**Entries supplied:**
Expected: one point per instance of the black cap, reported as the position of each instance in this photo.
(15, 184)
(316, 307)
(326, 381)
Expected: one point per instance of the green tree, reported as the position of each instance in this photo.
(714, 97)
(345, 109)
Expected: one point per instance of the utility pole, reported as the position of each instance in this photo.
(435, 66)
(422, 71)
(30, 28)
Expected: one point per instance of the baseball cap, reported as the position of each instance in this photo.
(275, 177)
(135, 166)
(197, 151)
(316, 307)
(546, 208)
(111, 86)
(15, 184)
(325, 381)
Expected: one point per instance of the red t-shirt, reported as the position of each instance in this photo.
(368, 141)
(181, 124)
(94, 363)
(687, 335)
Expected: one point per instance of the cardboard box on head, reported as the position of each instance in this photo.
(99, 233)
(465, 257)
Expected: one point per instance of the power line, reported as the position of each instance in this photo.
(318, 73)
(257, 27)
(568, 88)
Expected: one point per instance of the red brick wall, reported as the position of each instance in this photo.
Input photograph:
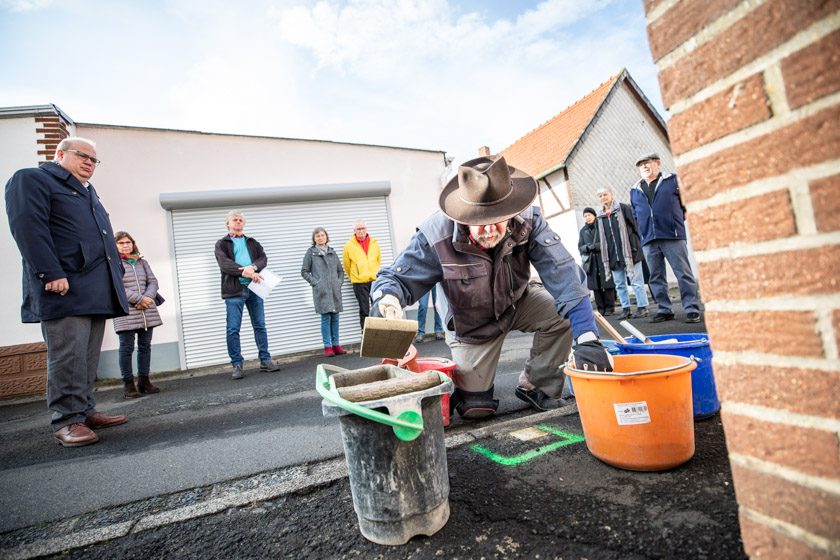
(51, 129)
(754, 94)
(23, 370)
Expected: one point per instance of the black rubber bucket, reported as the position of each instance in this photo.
(394, 446)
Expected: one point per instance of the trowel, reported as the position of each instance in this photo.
(387, 337)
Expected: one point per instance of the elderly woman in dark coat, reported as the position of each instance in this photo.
(589, 245)
(323, 270)
(141, 289)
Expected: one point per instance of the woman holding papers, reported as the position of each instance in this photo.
(141, 289)
(323, 270)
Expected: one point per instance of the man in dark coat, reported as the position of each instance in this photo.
(660, 215)
(597, 279)
(480, 247)
(621, 252)
(72, 280)
(240, 259)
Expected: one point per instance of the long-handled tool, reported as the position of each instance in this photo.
(643, 337)
(609, 328)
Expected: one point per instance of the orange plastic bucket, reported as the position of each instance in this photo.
(638, 417)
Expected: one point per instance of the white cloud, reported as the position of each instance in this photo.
(22, 6)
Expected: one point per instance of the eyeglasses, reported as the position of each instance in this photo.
(86, 157)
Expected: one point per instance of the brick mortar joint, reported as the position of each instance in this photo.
(804, 38)
(792, 531)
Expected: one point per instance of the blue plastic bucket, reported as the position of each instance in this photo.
(691, 345)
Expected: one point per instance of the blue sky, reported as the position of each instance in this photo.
(435, 74)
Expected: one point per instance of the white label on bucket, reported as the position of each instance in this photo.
(632, 413)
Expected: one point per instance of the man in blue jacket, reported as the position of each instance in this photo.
(660, 216)
(481, 247)
(240, 259)
(72, 280)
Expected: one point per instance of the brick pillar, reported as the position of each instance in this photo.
(23, 370)
(51, 129)
(754, 92)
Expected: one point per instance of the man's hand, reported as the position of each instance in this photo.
(60, 286)
(251, 272)
(390, 308)
(591, 356)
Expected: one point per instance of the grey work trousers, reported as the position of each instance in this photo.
(535, 313)
(73, 346)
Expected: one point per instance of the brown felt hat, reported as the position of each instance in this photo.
(647, 157)
(487, 191)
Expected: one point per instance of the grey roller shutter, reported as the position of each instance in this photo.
(285, 232)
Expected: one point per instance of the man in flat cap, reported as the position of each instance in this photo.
(480, 246)
(660, 216)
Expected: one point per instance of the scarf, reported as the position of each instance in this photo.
(626, 251)
(130, 259)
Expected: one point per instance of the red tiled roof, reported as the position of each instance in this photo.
(547, 146)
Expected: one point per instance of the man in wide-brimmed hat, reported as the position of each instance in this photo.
(480, 247)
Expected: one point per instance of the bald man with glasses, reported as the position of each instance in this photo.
(72, 280)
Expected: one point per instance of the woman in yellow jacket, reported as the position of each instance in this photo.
(361, 263)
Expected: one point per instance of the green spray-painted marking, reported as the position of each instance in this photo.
(568, 439)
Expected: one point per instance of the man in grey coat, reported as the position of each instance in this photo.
(72, 280)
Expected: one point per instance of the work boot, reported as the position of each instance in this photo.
(146, 386)
(130, 390)
(474, 405)
(75, 435)
(269, 365)
(542, 402)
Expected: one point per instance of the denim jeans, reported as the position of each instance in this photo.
(256, 311)
(676, 252)
(620, 277)
(329, 329)
(144, 352)
(422, 307)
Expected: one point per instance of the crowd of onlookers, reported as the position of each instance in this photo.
(477, 251)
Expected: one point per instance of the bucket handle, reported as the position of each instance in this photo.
(407, 426)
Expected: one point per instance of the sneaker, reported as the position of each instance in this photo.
(692, 317)
(542, 402)
(269, 365)
(660, 317)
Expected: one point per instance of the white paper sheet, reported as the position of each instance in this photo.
(269, 280)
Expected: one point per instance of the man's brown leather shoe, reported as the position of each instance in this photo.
(75, 435)
(100, 420)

**Aim:**
Reproduce every line from the one containing "Expected: one point per instance of the bucket" through the end of the records, inclusive. Shift each point coordinate in the answers by -59 and leave all other lines unchanged.

**Correct response:**
Expected: one point per instance of the bucket handle, reported as the position of each instance in this photo.
(348, 367)
Expected: one point per instance of the sneaker, reported as the position of each instance in this photo.
(633, 258)
(483, 343)
(210, 306)
(601, 258)
Expected: one point per instance of the white paper sheet, reported as the position of each instance in this photo.
(210, 221)
Expected: one point per instance of the man's brown leather shoe, reported as the position of each instance in this photo.
(16, 376)
(41, 361)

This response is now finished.